• [Opdracht]:
Beantwoord de volgende vragen over het interview met Yvonne Kroonenberg.
(a) Wat verweet een recensent haar eens?
(b) Wie maakte de foto bij het interview?
(c) Waartoe neigen vrouwen zelden volgens de uitspraak "Vrouwen zijn tamelijk humorloos"?

• [Getoonde tekst]:
_____
Tribune 5/99 Interview: Yvonne Kroonenberg

Interview

Yvonne Kroonenberg

Een recensent verweet haar eens de diepgang van een badeend te hebben. Yvonne Kroonenberg zit daar niet zo mee. Haar columns – waarin ze de hilariteiten tussen twee gelieven beschrijft – hoeven niet zo diep. Zolang de visie maar twee of drie keer lezen stand houdt. Een monoloog over vrouwen die denken het huishouden eerlijk te kunnen verdelen, over behaagzieke "hondenmannen" en over "kattenmannen" die op schoot springen bij een ieder die daar niet van gediend is.

Tekst Christine de Vos Foto Akke van Eck

"Vrouwen zijn tamelijk humorloos, ze neigen zelden tot zelfspot"
_____
• [Aangeleverd materiaal]:

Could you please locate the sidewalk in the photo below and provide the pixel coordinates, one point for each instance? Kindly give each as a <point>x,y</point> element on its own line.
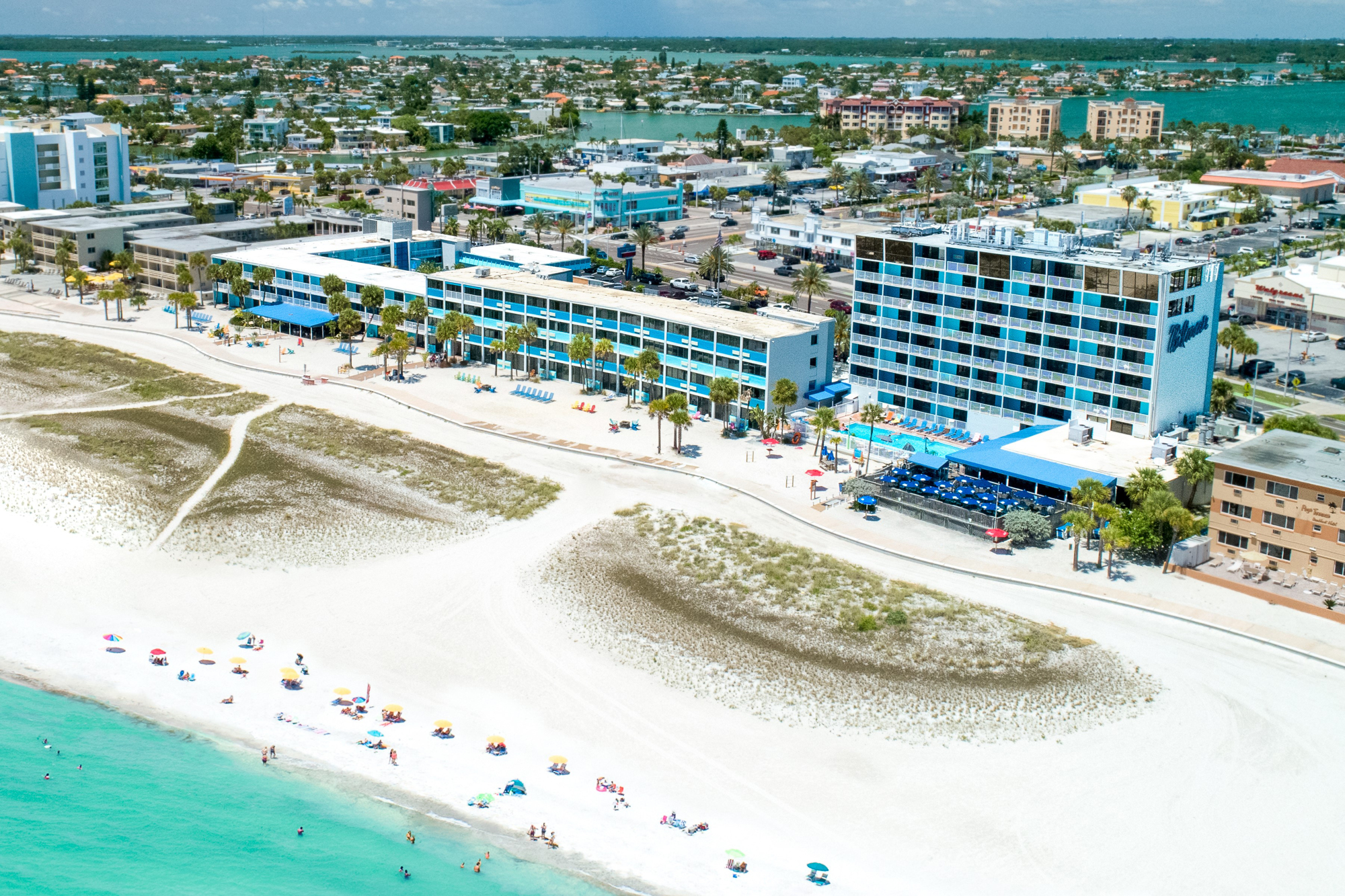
_____
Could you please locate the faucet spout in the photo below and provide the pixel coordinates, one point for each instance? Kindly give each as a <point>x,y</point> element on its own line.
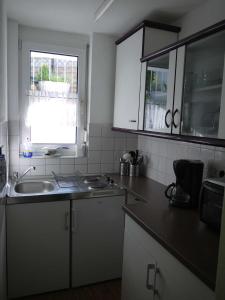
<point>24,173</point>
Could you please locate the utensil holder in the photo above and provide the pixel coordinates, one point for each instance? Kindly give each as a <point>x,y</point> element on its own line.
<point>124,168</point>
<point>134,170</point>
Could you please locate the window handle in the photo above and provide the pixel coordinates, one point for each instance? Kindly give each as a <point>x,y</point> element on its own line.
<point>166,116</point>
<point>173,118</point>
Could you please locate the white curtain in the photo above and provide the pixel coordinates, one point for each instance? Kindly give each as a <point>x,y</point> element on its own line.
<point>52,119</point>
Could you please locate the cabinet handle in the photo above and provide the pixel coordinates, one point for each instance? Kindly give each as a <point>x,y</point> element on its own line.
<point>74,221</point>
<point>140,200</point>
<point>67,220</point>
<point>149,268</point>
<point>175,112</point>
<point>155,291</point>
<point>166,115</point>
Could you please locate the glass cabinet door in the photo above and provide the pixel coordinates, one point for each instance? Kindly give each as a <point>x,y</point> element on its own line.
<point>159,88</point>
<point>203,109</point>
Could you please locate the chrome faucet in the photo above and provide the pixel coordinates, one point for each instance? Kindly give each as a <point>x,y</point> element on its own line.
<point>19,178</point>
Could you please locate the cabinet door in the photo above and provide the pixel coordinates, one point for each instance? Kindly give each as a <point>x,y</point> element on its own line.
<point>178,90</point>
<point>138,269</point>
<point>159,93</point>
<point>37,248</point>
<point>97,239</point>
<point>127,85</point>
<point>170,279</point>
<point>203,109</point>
_____
• [Uitwerking]:
(a) Dat ze de diepgang van een badeend had.
(b) Akke van Eck.
(c) Tot zelfspot.